WHAT IS NEEDED: Take from the data every line in which the word "stained" is found.

STUDY MATERIAL:
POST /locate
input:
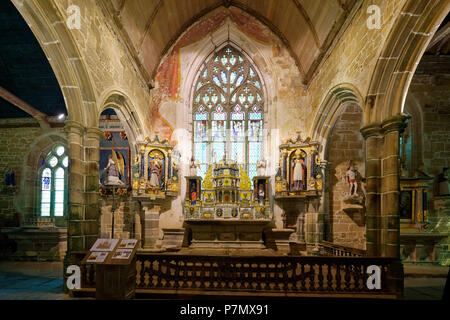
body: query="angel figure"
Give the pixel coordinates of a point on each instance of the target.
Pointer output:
(115, 168)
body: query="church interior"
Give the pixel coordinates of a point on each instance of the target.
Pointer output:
(224, 147)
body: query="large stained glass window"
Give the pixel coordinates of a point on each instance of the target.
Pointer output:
(54, 182)
(228, 111)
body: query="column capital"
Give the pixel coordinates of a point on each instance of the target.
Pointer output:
(94, 132)
(72, 126)
(395, 123)
(373, 129)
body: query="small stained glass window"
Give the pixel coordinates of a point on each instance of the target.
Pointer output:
(53, 161)
(60, 150)
(53, 183)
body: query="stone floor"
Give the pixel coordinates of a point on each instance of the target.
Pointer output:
(43, 281)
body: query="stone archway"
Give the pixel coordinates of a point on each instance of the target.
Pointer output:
(384, 121)
(341, 99)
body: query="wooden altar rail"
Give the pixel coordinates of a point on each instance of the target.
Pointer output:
(332, 249)
(288, 276)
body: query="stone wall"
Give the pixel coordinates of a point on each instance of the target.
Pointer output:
(15, 144)
(346, 143)
(126, 217)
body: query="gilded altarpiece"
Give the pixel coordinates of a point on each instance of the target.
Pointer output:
(155, 184)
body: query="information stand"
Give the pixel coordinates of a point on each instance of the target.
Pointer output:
(115, 261)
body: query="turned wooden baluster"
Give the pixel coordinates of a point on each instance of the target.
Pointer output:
(320, 278)
(329, 278)
(338, 278)
(347, 277)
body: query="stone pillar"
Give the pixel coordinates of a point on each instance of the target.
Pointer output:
(390, 186)
(373, 137)
(313, 228)
(76, 212)
(83, 186)
(151, 224)
(382, 180)
(92, 161)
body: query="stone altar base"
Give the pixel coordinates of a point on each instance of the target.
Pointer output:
(278, 239)
(227, 234)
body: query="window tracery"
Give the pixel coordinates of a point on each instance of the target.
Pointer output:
(228, 111)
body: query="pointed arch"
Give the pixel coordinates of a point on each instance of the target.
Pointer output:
(126, 112)
(49, 28)
(331, 108)
(228, 110)
(406, 43)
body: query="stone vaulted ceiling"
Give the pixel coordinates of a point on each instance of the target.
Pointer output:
(307, 27)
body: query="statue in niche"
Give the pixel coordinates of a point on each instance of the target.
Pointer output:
(261, 193)
(193, 193)
(115, 168)
(298, 172)
(443, 183)
(156, 168)
(193, 167)
(261, 167)
(350, 176)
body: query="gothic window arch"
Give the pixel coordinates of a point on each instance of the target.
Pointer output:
(53, 182)
(228, 109)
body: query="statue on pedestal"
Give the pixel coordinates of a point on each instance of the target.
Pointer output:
(351, 179)
(156, 167)
(193, 167)
(261, 167)
(114, 169)
(298, 170)
(261, 193)
(443, 183)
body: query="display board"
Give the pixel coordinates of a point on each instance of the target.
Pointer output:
(112, 252)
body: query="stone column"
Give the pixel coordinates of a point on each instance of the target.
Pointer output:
(92, 160)
(390, 186)
(313, 227)
(151, 224)
(373, 137)
(83, 210)
(76, 212)
(382, 180)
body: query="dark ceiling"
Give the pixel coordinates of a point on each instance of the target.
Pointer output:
(24, 68)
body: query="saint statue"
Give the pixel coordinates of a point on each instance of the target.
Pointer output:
(261, 167)
(115, 168)
(298, 176)
(193, 194)
(193, 167)
(351, 179)
(261, 193)
(443, 182)
(156, 167)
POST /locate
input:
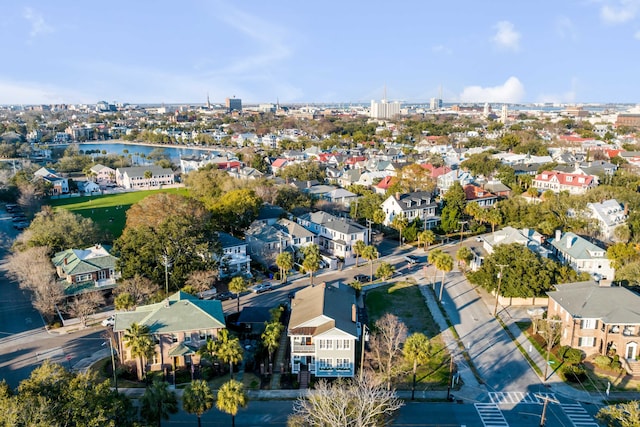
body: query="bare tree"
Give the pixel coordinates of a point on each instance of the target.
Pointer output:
(386, 345)
(139, 287)
(85, 305)
(31, 268)
(202, 280)
(355, 402)
(46, 297)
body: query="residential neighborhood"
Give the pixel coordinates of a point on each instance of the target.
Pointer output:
(276, 256)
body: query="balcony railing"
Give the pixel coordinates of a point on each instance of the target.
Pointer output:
(302, 348)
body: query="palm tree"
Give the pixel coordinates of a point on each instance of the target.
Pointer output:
(370, 253)
(271, 337)
(427, 237)
(399, 223)
(228, 349)
(198, 398)
(284, 261)
(158, 402)
(464, 255)
(358, 247)
(238, 285)
(138, 339)
(311, 262)
(433, 256)
(416, 350)
(494, 218)
(232, 397)
(444, 263)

EXERCISE ANSWER:
body: query="large stained glass window"
body: query="small stained glass window"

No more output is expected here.